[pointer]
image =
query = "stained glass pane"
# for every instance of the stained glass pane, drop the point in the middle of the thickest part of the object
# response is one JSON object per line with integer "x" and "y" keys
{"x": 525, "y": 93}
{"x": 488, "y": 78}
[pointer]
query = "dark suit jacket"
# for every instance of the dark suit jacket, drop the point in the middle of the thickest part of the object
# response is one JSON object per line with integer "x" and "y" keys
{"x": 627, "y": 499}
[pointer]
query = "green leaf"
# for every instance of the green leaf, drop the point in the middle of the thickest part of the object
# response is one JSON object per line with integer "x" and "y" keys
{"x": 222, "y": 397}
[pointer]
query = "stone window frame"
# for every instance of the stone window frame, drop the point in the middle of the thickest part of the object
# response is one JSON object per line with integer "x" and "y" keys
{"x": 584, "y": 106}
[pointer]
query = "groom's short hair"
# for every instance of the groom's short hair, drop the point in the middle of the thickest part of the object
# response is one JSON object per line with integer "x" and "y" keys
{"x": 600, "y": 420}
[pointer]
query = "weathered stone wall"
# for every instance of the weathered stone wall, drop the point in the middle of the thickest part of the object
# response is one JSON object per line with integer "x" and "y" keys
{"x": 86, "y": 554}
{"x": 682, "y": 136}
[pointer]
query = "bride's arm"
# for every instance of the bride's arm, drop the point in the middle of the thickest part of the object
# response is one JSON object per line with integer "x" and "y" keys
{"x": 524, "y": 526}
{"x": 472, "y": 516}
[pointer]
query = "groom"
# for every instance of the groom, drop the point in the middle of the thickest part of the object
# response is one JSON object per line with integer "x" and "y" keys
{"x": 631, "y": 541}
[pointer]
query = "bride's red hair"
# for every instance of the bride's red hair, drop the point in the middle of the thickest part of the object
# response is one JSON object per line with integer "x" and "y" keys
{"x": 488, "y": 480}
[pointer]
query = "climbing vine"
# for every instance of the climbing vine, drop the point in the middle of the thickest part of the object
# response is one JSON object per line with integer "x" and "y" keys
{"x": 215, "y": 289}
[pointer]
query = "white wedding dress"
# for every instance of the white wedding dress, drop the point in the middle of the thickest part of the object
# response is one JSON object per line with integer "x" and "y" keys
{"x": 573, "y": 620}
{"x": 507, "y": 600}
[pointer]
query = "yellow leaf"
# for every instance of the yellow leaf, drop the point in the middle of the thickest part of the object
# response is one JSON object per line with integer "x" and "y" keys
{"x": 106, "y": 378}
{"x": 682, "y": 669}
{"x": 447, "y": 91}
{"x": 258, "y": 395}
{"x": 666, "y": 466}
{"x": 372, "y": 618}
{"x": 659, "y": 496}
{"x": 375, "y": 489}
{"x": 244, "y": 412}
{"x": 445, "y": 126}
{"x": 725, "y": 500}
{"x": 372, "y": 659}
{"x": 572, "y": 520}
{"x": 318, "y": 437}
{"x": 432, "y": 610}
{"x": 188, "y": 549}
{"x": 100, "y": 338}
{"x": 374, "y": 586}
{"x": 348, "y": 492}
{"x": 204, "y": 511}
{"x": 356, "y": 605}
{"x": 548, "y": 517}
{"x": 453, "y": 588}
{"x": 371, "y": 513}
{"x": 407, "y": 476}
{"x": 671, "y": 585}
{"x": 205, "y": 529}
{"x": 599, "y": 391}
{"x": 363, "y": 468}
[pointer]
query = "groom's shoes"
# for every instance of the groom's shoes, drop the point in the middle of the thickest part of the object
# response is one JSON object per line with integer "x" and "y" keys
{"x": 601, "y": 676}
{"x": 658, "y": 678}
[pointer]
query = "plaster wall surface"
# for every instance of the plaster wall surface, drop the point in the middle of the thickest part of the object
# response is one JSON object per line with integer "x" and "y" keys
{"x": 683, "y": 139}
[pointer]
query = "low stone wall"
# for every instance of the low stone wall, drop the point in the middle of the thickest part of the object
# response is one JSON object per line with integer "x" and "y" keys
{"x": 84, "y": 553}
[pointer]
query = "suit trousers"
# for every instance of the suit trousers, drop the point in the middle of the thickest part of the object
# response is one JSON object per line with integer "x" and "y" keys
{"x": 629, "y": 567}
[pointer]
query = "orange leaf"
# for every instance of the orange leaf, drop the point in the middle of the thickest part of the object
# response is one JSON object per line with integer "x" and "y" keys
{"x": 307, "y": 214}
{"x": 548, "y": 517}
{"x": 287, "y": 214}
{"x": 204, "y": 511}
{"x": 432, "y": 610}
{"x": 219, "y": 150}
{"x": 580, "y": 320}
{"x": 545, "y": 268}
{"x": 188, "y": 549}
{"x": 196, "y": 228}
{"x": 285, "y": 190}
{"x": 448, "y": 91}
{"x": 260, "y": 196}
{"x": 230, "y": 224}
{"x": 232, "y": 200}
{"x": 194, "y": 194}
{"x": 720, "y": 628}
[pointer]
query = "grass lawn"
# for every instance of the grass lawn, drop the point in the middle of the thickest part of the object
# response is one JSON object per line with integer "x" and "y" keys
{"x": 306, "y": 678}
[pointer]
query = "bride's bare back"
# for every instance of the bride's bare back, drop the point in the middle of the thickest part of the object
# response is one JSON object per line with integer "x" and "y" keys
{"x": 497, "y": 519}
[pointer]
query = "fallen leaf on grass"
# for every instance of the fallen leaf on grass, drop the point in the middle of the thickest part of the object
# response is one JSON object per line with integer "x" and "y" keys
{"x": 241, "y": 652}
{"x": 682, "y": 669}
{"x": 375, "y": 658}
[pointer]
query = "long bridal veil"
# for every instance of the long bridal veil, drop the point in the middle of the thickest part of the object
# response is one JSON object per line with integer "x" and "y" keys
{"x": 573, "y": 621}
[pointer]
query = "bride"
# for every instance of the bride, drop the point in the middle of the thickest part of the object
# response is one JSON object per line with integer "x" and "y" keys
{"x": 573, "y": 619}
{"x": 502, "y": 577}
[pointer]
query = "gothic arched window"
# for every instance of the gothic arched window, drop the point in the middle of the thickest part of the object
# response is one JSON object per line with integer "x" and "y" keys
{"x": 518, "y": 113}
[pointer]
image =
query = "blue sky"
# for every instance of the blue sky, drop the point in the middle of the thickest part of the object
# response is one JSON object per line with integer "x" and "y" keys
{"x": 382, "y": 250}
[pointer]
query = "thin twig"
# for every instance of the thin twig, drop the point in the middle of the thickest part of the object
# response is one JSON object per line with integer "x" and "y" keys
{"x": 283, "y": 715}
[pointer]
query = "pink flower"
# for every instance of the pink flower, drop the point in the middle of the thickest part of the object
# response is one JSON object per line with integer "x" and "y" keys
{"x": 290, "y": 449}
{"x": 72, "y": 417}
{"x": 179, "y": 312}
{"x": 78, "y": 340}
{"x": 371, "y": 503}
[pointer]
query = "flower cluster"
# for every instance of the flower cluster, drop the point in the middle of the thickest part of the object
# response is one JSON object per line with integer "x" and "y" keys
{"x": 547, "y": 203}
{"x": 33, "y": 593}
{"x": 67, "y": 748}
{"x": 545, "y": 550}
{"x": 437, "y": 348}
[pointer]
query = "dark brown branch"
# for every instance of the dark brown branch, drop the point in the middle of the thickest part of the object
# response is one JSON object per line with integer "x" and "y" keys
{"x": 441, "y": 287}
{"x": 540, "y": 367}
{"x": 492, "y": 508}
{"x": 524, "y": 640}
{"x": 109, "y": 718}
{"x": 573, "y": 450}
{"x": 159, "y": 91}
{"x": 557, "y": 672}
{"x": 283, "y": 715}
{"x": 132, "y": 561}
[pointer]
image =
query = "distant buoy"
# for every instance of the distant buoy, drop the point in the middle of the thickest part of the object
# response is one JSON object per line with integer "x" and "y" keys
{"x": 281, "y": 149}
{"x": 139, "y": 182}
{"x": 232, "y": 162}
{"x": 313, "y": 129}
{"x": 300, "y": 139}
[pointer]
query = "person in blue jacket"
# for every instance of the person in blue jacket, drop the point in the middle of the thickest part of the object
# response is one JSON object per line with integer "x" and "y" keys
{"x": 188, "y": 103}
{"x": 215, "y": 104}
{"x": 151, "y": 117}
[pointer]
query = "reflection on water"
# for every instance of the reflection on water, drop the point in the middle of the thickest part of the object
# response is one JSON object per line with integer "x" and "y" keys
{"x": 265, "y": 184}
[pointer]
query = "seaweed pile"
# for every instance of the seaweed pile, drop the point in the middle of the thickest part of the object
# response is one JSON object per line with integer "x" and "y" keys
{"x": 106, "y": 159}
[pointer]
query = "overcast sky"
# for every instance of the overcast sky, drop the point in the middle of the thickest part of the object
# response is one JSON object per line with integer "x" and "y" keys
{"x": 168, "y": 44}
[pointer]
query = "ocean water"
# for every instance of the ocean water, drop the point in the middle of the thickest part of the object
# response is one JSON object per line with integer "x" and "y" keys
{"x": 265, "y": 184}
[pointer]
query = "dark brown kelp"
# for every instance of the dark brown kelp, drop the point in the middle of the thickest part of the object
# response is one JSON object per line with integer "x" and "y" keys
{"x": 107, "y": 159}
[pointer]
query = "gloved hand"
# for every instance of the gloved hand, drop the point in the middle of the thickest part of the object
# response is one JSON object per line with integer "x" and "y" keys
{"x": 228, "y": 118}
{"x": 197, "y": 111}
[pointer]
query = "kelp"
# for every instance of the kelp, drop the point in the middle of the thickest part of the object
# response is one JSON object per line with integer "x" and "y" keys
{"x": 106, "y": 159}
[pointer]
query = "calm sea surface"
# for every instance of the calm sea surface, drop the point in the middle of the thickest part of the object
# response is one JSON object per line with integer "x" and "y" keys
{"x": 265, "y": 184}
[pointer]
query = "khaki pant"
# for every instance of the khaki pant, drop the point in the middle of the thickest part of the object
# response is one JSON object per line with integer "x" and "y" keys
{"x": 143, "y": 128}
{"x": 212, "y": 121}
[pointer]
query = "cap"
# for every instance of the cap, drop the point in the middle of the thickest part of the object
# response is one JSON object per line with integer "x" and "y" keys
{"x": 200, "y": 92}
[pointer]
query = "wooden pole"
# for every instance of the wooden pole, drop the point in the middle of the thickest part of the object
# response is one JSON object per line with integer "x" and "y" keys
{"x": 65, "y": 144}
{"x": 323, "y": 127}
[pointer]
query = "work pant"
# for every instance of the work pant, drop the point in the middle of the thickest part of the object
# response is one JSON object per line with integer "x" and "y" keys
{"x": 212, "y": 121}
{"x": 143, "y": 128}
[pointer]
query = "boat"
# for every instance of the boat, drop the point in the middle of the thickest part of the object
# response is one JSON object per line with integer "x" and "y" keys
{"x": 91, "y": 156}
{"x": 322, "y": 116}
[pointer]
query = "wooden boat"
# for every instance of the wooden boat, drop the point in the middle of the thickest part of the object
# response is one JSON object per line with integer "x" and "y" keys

════

EXERCISE DIRECTIONS.
The line with "# for every instance of the dark suit" is the last to include; transcribe exactly every line from the top of the material above down to it.

PROBLEM SOLUTION.
[pointer]
image =
query = "stained glass pane"
# for every instance of the stained glass pane, drop the point in the middle of the thickest part of the object
# response is one JSON object per line with integer "x" and "y" keys
{"x": 525, "y": 93}
{"x": 488, "y": 78}
[pointer]
query = "dark suit jacket"
# for every instance of the dark suit jacket, drop the point in the middle of the thickest part of the object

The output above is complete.